■ Document section ■
==*==
Maybe I'm not being creative enough, but for the average living room setup that would currently have a TV (e.g. (couch with a coffee table facing a TV stand), where exactly do you put the projector? You could put in on the coffee table, but that takes up space and doesn't look great. You could mount it to the ceiling, but that's more of a pain than just putting a TV on the stand you already have. And either method makes it significantly more difficult to connect anything, including power, to the projector.
Don't get me wrong, I think projectors are cool, but I'm not sure about their applicability to a large percentage of TV use-cases. Aside from expensive home theater type setups or janky dorm room style installs, both of which I'm a huge fan of, I'm not sure how the average person is supposed to use a projector. I would love to be wrong though, especially if it means I can use a projector in my fairly average living room layout.
The short-throw projectors only need to be a maximum of 12" from the wall. That's for the largest size, so if it's 12" away you get a 120" screen. You can move it closer for a smaller screen. This should work with most TV stands.
The more they are oriented towards normies, the more "smart" they will be. As someone else said in this thread, this is what normies want, sadly. So the only stronghold is "real" projectors that are far more expensive and aimed at home cinema enthusiasts because they are far more difficult to set up (but you get way better results if you're prepared to put in the time/effort/money).
Projectors are designed to hang from the ceiling. That is how I installed mine, above the couch. The install is easier then mounting a TV to the wall.
The problem is light control. You want to have blackout curtains and you have to close them every time you want to watch something.
And I might be out of touch with current offerings, but I think the sweetspot for price performance still has not LED options. Only entry and high end. The non-led projectors have a bit more fan noise and expensive to change the bulb, which has limited on-time.
I had my entry level projector for 10 years now and the bulb is still fine. But I also don't watch that much. Paid ~700 EUR. I shitty smart tv with no internet probably also turns on faster. I have to wait ~20 seconds.
==*==
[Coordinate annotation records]
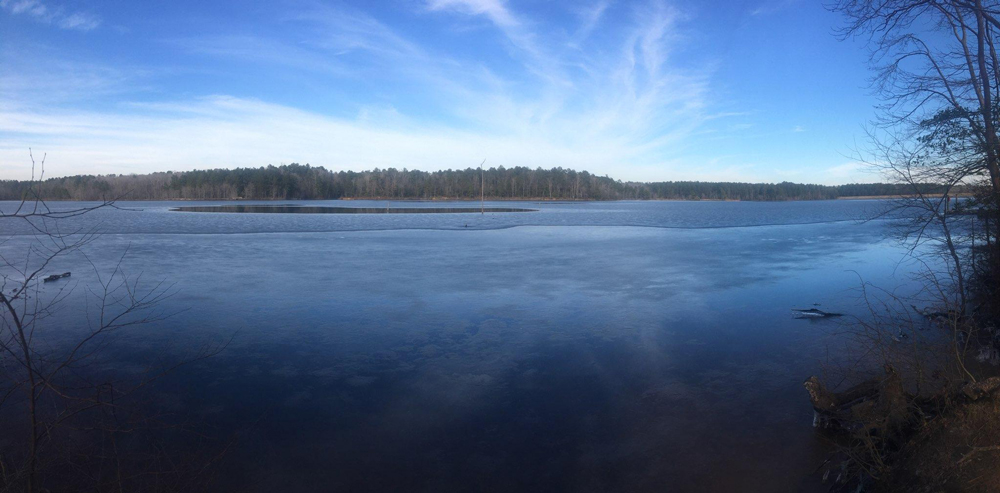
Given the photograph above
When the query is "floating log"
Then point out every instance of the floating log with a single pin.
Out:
(56, 277)
(814, 313)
==*==
■ Task list ■
1) Answer these questions about the projector discussion:
(a) At most, how far from the wall do short-throw projectors need to be?
(b) What does the discussion say you need for light control?
(c) Roughly how much did the writer pay for the entry-level projector that has lasted 10 years?
2) Pick up the projector discussion after its last sentence and carry it on.

■ Exercise answers ■
1)
(a) A maximum of 12 inches.
(b) Blackout curtains, closed every time you want to watch something.
(c) About 700 EUR.

2)
The question is what's the budget? Ultra short throw projectors are more convenient because they can be put on the counter in front of where you'd hang the TV, but they're pricey. No need to hang it from the ceiling, or across the room.
Takes an hour and it will hang there for a few years.
I see the use case if you want to move it often though. Though as soon as you bump it you have to move it slightly again. Or let it run through autocalibration etc. For me it's more convenient to hang it to a fixed position where it can't accidently be moved.
I think this is going to be the "hacker" answer for a long time to come. Hardware that by most metrics is technically better, it's a little more expensive (but not commercial signage expensive) and a lot more inconvenient to set up which puts most people off. Functionally immune to ads
being a serviceable business because selling cheap and making it up with ad revenue requires volume they'll never have.
> Hardware that by most metrics is technically better
I think that's a hard one to sell with projectors. Picture quality is substantially worse, and images are substantially less bright, than with TVs. People buy TVs on 3 axes: price, image, and smart features. Here we explicitly don't want the smart features, but TVs are much cheaper and much better image quality (even at that much cheaper price) than with projectors. Brightness matters a lot for where/when you can use them.
Projector image quality is great, what kinds of projectors are you referencing? Image quality per dollar is a win for TVs but it's not that bad. $3k for a nice movie projector isn't crazy especially given the screen size.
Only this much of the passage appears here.